*TAREA A*:
Resume como lista el párrafo del artículo sobre el culto a la personalidad que empieza con «En efecto, culto a la personalidad lo ha habido», sin perder sus datos principales.
*TAREA B*:
Reproduce sin ningún cambio el fragmento del artículo sobre el culto a la personalidad que va de "Pero Stalin, lo" a "los fascistas italianos.".

*TEXTO PARA LEER*:
★ ★ ★ ★ ★
Por Carlos Rilova Jericó
Esta semana anterior se cumplía, como seguro no han podido evitar leer, el 30 aniversario de la caída del Muro de Berlín. No quiero extenderme sobre este asunto que, para mí, es más un recuerdo personal que Historia propiamente dicha.
Sin embargo, sí hablaré de algo que tenía mucho que ver con el régimen que colapsó en esos momentos. Me refiero al llamado culto a la personalidad.
No es que ese mecanismo de control social haya sido exclusivo de aquel “socialismo real” que se desmoronó, en gran parte, por falta de eso precisamente, de algo que se pudiera llamar socialismo real en lugar de estados policíacos controlados por una partidocracia que, por lo general, sólo admite un único partido. El comunista para más señas.
En efecto, culto a la personalidad lo ha habido desde que las sociedades humanas se vuelven complejas y sedentarias y aparece una clase dominante que refleja su poder por medio del Arte. De grandes obras arquitectónicas como las pirámides, pero también a través de murales, pinturas, frescos, etc… que describen e imponen el modo de pensar de esa clase dominante. Los emperadores romanos, sin ir más lejos, eran divinizados y su efigie aparecía en la materia más apreciada por todo ser humano con un mínimo instinto de supervivencia. Es decir, en el dinero que permitía acceder a todo lo necesario para asegurar esa supervivencia.
Sin embargo, hay que reconocer que el Totalitarismo comunista llevó a grandes cotas ese medio de control social. El camarada Stalin así, aparte de aparecer reflejado en toda clase de pinturas heroicas -la llamada escuela del Realismo socialista es un perfecto ejemplo- invadía las calles en grandes carteles desde los que, como los emperadores romanos, parecía alguien no precisamente humano.
Cierta Historiografía pervertida al servicio de aquel sistema que barrenó, desde dentro -y sin demasiada ayuda de los agentes capitalistas infiltrados en su seno- toda forma de socialismo real, se basaba en identificar a Stalin con cualquier invento, logro científico, social, económico… que, supuestamente, se hubiera producido en la flamante URSS.
Pero Stalin, lo crean o no sus entusiastas o detractores, no inventó nada a este respecto. Si acaso lo perfeccionó. Como alguno de los admiradores vergonzantes de su labor. Caso de los nazis alemanes o los fascistas italianos.
En efecto, no sólo los emperadores romanos o los monarcas medievales habían precedido a Stalin. También algunos soberanos, muy próximos a nosotros, que vivieron a caballo entre el Renacimiento y el Barroco.
★ ★ ★ ★ ★
*DATOS PROPORCIONADOS*:
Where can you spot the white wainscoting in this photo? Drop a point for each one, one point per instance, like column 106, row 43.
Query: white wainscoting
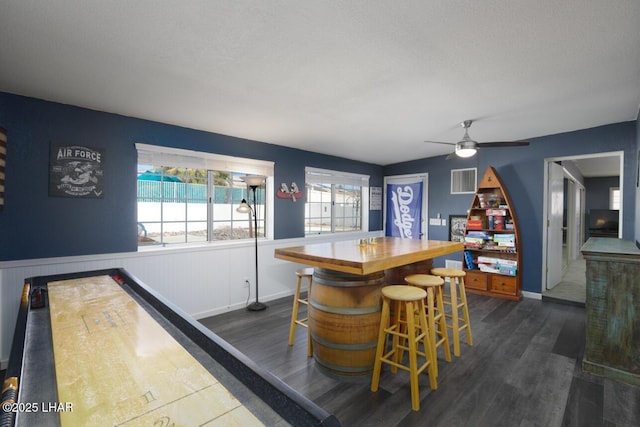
column 203, row 280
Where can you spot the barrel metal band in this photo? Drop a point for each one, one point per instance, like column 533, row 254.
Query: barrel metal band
column 344, row 310
column 354, row 346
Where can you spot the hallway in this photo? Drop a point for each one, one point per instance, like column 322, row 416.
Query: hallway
column 572, row 289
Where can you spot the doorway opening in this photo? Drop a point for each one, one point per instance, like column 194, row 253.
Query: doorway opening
column 574, row 189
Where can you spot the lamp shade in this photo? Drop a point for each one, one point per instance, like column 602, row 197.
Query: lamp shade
column 465, row 149
column 253, row 180
column 244, row 207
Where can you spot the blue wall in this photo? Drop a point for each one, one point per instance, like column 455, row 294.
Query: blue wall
column 522, row 171
column 34, row 225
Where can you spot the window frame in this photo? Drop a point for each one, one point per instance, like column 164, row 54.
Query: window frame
column 176, row 157
column 335, row 178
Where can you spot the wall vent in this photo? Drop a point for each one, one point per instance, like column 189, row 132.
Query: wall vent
column 463, row 181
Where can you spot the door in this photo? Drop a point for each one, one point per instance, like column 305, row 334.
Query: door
column 554, row 224
column 405, row 206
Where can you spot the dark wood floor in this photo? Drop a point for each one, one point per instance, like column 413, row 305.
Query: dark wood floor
column 524, row 369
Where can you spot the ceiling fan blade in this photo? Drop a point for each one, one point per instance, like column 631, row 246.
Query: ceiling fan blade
column 440, row 142
column 503, row 144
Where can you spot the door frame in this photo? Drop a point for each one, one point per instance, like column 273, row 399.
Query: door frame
column 424, row 177
column 545, row 201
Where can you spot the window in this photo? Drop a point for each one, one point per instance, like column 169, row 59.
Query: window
column 336, row 202
column 614, row 198
column 187, row 197
column 463, row 181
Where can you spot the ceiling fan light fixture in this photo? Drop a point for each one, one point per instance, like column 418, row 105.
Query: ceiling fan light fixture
column 465, row 149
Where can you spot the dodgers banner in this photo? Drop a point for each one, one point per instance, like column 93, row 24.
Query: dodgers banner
column 404, row 210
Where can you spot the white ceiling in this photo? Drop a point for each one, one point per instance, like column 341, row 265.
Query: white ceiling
column 367, row 80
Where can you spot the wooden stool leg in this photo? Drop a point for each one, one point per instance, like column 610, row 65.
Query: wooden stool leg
column 294, row 311
column 309, row 342
column 442, row 324
column 399, row 353
column 413, row 362
column 431, row 327
column 455, row 321
column 465, row 311
column 382, row 340
column 428, row 349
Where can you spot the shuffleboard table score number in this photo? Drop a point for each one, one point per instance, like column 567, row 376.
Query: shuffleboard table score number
column 117, row 366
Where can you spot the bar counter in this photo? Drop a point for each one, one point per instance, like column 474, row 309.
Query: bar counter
column 345, row 303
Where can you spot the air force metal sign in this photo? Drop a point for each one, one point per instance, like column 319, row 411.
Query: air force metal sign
column 76, row 172
column 404, row 210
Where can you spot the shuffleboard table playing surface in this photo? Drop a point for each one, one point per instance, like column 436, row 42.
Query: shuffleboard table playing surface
column 105, row 350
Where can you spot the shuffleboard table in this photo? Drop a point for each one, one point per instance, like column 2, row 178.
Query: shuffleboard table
column 102, row 348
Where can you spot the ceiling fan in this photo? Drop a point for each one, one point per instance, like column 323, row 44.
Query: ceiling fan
column 467, row 147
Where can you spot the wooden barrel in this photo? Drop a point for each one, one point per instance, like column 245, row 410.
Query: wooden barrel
column 344, row 317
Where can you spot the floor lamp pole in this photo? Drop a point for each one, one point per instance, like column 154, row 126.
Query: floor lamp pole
column 257, row 305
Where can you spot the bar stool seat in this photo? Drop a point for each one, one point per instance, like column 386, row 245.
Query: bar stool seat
column 457, row 299
column 408, row 329
column 436, row 321
column 301, row 273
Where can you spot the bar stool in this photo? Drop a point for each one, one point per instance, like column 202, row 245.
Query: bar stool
column 457, row 299
column 406, row 335
column 301, row 273
column 436, row 321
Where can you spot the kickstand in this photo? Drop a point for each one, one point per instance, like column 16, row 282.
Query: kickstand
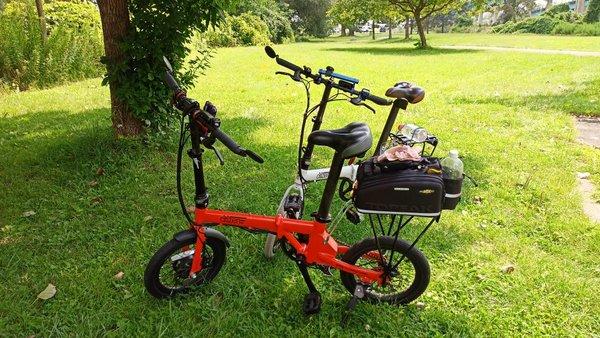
column 312, row 301
column 359, row 293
★ ★ ★ ★ ★
*RESPUESTA CORRECTA A*:
- El culto a la personalidad existe desde que las sociedades humanas se volvieron complejas y sedentarias y surgió una clase dominante.
- Esa clase mostraba su poder a través del arte. Lo hacía con grandes obras como las pirámides, pero también con murales, pinturas y frescos que imponían su forma de pensar.
- Los emperadores romanos eran divinizados, y su imagen aparecía en el dinero, que daba acceso a lo necesario para sobrevivir.

*RESPUESTA CORRECTA B*:
Pero Stalin, lo crean o no sus entusiastas o detractores, no inventó nada a este respecto. Si acaso lo perfeccionó. Como alguno de los admiradores vergonzantes de su labor. Caso de los nazis alemanes o los fascistas italianos.